**What you are asked to do**
Without skipping or changing anything, print all the entries.

::::::::::

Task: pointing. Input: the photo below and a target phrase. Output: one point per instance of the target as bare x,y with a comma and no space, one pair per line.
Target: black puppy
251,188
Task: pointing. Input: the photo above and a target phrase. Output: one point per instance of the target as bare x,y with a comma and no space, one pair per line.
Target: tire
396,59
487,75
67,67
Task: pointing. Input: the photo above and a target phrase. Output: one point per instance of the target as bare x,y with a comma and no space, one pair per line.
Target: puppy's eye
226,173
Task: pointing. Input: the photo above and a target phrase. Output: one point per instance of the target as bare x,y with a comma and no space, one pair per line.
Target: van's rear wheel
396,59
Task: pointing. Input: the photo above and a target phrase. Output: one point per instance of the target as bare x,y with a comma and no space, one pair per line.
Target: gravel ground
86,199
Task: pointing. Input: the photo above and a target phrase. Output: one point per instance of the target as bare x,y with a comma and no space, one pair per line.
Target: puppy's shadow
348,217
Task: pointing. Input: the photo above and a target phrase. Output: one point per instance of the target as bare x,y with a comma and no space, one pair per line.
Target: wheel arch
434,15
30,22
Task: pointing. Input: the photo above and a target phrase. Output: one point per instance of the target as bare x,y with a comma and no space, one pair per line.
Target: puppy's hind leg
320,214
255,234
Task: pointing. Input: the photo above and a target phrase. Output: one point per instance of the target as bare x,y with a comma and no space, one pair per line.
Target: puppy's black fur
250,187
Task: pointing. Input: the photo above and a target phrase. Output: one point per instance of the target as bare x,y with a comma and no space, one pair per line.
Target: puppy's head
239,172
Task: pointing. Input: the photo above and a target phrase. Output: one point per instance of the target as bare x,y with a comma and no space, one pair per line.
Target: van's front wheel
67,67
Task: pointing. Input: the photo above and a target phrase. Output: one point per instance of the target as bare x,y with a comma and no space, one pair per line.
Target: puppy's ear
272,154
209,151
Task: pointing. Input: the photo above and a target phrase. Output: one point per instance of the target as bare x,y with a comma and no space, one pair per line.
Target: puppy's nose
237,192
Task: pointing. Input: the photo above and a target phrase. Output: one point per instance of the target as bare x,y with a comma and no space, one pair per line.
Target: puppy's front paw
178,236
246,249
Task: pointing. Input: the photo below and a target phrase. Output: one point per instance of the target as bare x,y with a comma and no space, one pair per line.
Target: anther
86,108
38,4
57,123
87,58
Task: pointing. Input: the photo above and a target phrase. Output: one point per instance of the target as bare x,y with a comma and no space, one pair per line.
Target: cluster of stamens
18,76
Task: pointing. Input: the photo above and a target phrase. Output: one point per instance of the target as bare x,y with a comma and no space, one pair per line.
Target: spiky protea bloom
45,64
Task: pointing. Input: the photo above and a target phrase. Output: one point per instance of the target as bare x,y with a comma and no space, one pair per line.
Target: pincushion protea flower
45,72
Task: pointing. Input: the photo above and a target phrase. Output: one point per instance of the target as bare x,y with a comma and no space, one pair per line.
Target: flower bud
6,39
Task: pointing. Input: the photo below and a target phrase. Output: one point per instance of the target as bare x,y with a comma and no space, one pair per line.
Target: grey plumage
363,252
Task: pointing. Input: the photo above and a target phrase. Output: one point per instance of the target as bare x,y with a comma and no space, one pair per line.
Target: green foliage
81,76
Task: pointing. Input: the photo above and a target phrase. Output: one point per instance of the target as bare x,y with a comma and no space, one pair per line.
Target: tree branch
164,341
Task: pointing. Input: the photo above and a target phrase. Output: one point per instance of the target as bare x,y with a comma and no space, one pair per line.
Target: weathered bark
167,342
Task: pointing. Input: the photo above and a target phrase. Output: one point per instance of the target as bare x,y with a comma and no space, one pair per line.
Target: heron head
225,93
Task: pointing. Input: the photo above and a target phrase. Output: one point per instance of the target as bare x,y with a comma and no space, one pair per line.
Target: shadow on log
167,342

::::::::::

**Exercise solution**
Task: pointing. Input: the photo below and a target phrase. Output: one point per instance of the target as bare x,y with a comma and no space, one pair per line.
Target: black puppy
251,188
Task: pointing. Input: the photo above and a target phrase. Output: one point per instance of the target as bare x,y with a comma and no space, one pair per line.
Target: tire
396,59
487,75
67,67
Task: pointing. Input: the photo above and a target phrase. Output: one point per instance of the target as bare x,y with a comma and no space, one pair per line.
Target: puppy's eye
226,173
Task: pointing. Input: the photo above and a target phrase. Output: one point per instance of the target as bare x,y with a comma and no space, one pair per line.
Target: van's rear wheel
396,59
Task: pointing. Input: the photo above and a target phrase. Output: one point per instance of the target as bare x,y with a comma and no space, one pair per line.
Target: gravel ground
86,199
Task: pointing. Input: the photo above and a target phrase. Output: one point per instance of the target as bare x,y with a comma and no space, one pair per line.
Target: puppy's shadow
348,217
Task: pointing. Input: the photo above and a target phrase. Output: one point per instance of the target as bare x,y with a comma and no space, one pair per line.
Target: wheel arch
434,15
30,22
Task: pointing. Input: the photo above and a target phrase. Output: one point per instance of the target as bare x,y with a comma and no space, one pair per line.
Target: puppy's hind leg
320,214
255,234
Task: pointing. Input: the photo above and a target phrase. Output: one point per instance of the target as bare x,y with a comma and no space, one pair per line.
Target: puppy's black fur
250,187
Task: pointing. Input: the photo above and a target phrase. Output: one point per instance of the target as bare x,y with a comma and no space, one pair per line.
Target: puppy's head
239,172
Task: pointing. Input: the photo above and a target phrase. Output: one point per instance of the target as bare x,y with a comma and no space, one pair per line.
Target: van's front wheel
67,67
Task: pointing. Input: the photo above and a target phrase. Output: one point per instance of the target as bare x,y with a comma and no space, one pair per line.
Target: puppy's ear
272,154
209,151
Task: pointing. Input: the photo above and a target phrase. Output: one point per instance of the target as bare x,y with a comma and no space, one pair per line.
Target: puppy's nose
237,192
Task: pointing. Input: the photo above and a target phrase. Output: one point per instance of the target as bare x,y with a comma and no space, one pair per line.
Target: puppy's front paw
178,236
246,249
Task: pointing. Input: the photo below and a target phrase. Output: one point per instance of the target as bare x,y with a comma and no space, one pair per line.
Target: anther
86,108
38,4
57,123
87,58
Task: pointing. Input: the photo above and a target phrase. Output: one point per instance of the target as bare x,y with a comma and no space, one pair per line.
Target: cluster of stamens
18,76
Task: pointing. Input: the photo above and a target phrase. Output: one point per instance of the target as bare x,y with a comma and no space, one pair per line.
Target: spiky protea bloom
45,64
Task: pointing. Input: the photo above and a target phrase. Output: one point per instance of the target as bare x,y with a comma and no space, one pair per line.
Target: pincushion protea flower
45,72
Task: pointing. Input: the photo above and a target phrase. Output: one point per instance of the target as bare x,y with a comma and no space, one pair per line.
Target: flower bud
6,39
Task: pointing. Input: the photo below and a target phrase. Output: one point per instance of the target as bare x,y with a comma and no space, one pair per line.
Target: grey plumage
363,252
Task: pointing. Input: the photo above and a target phrase. Output: one point per instance of the target as bare x,y with a comma and no space, one pair per line.
Target: green foliage
81,76
Task: pointing. Input: the photo above and a target phrase. Output: one point per instance of the target as bare x,y with a comma and no space, one pair per line.
Target: tree branch
164,341
Task: pointing. Input: the photo above and a target phrase. Output: one point per instance of the target as bare x,y with a comma and no space, one pair per line.
Target: weathered bark
167,342
Task: pointing. Input: the photo above and a target phrase. Output: one point per instance of the target as bare x,y with a comma and no space, one pair per line.
Target: heron head
225,93
Task: pointing. Input: the photo above and a target phrase. Output: one point per instance of the target as bare x,y with a comma and no space, one pair per line.
Target: shadow on log
167,342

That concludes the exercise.